PROMPT
Could you return the whole listing, character for character?

::: INPUT FOR THIS TASK :::

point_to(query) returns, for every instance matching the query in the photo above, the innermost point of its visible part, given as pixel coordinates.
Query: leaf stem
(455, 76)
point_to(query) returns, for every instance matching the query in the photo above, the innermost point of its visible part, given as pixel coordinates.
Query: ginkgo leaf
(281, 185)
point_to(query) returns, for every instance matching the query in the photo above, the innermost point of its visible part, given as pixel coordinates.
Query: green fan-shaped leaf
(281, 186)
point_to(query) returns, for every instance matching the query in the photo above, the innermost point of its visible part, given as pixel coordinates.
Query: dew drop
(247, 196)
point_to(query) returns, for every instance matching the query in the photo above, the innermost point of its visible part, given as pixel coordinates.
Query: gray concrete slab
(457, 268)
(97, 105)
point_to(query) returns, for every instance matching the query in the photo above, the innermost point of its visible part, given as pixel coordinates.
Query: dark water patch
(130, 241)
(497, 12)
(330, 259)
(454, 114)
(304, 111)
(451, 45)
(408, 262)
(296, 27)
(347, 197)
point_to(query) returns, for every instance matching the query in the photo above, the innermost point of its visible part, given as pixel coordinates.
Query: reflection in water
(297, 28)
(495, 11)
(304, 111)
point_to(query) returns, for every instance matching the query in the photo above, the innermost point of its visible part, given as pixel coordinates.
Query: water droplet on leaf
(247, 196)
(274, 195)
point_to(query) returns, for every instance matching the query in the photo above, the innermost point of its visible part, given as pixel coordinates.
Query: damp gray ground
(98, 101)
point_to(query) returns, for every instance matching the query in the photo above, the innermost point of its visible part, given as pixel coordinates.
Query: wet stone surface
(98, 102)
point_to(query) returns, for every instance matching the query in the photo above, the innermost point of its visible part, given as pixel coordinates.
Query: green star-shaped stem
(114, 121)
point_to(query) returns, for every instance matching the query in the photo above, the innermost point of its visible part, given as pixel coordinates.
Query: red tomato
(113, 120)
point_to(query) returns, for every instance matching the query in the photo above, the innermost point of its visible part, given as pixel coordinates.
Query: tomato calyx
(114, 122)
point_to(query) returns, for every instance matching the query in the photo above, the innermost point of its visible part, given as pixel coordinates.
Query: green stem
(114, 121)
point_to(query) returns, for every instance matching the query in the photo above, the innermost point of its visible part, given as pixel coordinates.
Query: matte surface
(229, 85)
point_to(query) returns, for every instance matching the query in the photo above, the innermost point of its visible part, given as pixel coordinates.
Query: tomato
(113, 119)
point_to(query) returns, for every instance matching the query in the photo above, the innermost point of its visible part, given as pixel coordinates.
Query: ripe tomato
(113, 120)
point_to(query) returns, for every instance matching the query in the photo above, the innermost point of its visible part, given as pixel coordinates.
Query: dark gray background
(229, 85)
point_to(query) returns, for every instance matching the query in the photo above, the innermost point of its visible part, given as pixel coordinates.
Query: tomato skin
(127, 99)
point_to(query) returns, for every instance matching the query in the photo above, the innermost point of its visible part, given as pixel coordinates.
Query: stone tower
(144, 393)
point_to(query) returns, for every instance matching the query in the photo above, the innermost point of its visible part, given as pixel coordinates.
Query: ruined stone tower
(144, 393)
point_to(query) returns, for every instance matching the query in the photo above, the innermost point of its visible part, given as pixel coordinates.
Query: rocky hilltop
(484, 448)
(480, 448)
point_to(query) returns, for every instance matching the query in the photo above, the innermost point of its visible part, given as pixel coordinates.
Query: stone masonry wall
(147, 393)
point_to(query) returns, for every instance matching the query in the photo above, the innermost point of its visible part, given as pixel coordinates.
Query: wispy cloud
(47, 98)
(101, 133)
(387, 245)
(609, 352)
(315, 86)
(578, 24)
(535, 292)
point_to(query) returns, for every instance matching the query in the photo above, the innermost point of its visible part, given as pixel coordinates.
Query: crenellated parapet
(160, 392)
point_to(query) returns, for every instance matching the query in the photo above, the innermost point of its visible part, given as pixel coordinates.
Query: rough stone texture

:::

SOLUTION TO THE EXERCISE
point_to(query) returns, for every instance matching the query in the photo above, the innermost point of its visible part, given as pixel coordinates.
Query: leaf stem
(455, 76)
point_to(query) returns, for every instance matching the query in the photo above, the innermost point of its visible part, given as pixel coordinates.
Query: ginkgo leaf
(281, 185)
point_to(query) returns, for every instance matching the query in the photo above, the innermost point of its visible part, given as pixel coordinates.
Query: green fan-shaped leaf
(281, 186)
point_to(query) returns, for every instance matching the query in the photo above, the innermost point of its visible part, given as pixel coordinates.
Query: dew drop
(247, 196)
point_to(query) returns, for every instance matching the query in the photo above, the innermost point of its visible part, given as pixel coordinates.
Query: gray concrete slab
(457, 268)
(97, 105)
point_to(query) returns, for every instance matching the query in the photo above, the innermost point of its visible part, given as pixel coordinates.
Query: dark water patch
(130, 241)
(497, 12)
(330, 259)
(454, 114)
(304, 111)
(451, 45)
(408, 262)
(296, 27)
(347, 197)
point_to(query) returns, for every instance matching the query in the photo above, the innermost point of its visible part, given as pixel coordinates.
Query: reflection in water
(297, 28)
(495, 11)
(304, 111)
point_to(query) returns, for every instance matching the query in the photo above, the innermost point of its visible part, given as pixel coordinates.
Query: water droplet on leaf
(247, 196)
(274, 195)
point_to(query) returns, for every instance matching the query in the photo above, the innermost point of its visible part, given as pixel coordinates.
Query: damp gray ground
(98, 101)
point_to(query) returns, for every instance matching the query in the photo above, the innermost point of its visible part, given as pixel coordinates.
Query: wet stone surface
(98, 102)
point_to(query) returns, for every instance matching the query in the photo above, the innermost point of its visible part, given as pixel coordinates.
Query: green star-shaped stem
(114, 121)
point_to(query) returns, for every instance matching the query in the photo above, the innermost point of its visible part, given as pixel coordinates.
Query: red tomato
(113, 120)
point_to(query) returns, for every instance matching the query in the photo above, the innermost point of its visible part, given as pixel coordinates.
Query: tomato calyx
(114, 122)
point_to(query) returns, for every instance matching the query in the photo above, the innermost point of its visible part, given as pixel coordinates.
Query: green stem
(114, 121)
point_to(query) returns, for every instance matching the query in the photo above, the innermost point of its visible part, given as pixel coordinates.
Query: matte surface
(229, 85)
point_to(query) returns, for every instance matching the query in the photo above, the innermost point of its visible part, given as pixel coordinates.
Query: tomato
(113, 119)
point_to(query) returns, for every instance matching the query in the photo above, the innermost point of its visible part, given as pixel coordinates.
Query: ripe tomato
(113, 120)
point_to(query) returns, for every instance matching the query in the photo above, the innermost point of its visible part, given as pixel coordinates.
Query: dark gray background
(229, 85)
point_to(query) returns, for every instance matching the query in the photo above, the innermost point of its visible part, given as pixel coordinates.
Query: tomato skin
(127, 99)
point_to(query) returns, for every instance matching the query in the photo above, the innermost point of its visible part, given as pixel coordinates.
Query: stone tower
(144, 393)
point_to(query) returns, for every instance matching the query in the photo above, the innermost point of its visible part, given as pixel coordinates.
Query: ruined stone tower
(144, 393)
point_to(query) returns, for every instance matching the query in the photo above, the innermost point of its visible part, given as pixel coordinates.
Query: rocky hilltop
(484, 448)
(480, 448)
point_to(query) returns, for every instance matching the query in the photo above, the innermost point of its visible part, given as pixel coordinates.
Query: stone masonry wall
(147, 393)
point_to(query) returns, for every instance matching the query in the photo above, the innermost point of its visible part, given as pixel coordinates.
Query: wispy cloud
(47, 98)
(101, 133)
(387, 245)
(609, 352)
(315, 86)
(578, 24)
(535, 292)
point_to(query) returns, for every instance matching the query in the photo above, the innermost point of its visible part, given as pixel coordinates.
Query: crenellated parapet
(160, 392)
point_to(query) returns, for every instance matching the query in the photo above, the innermost point of its visible part, given as pixel coordinates.
Query: rough stone texture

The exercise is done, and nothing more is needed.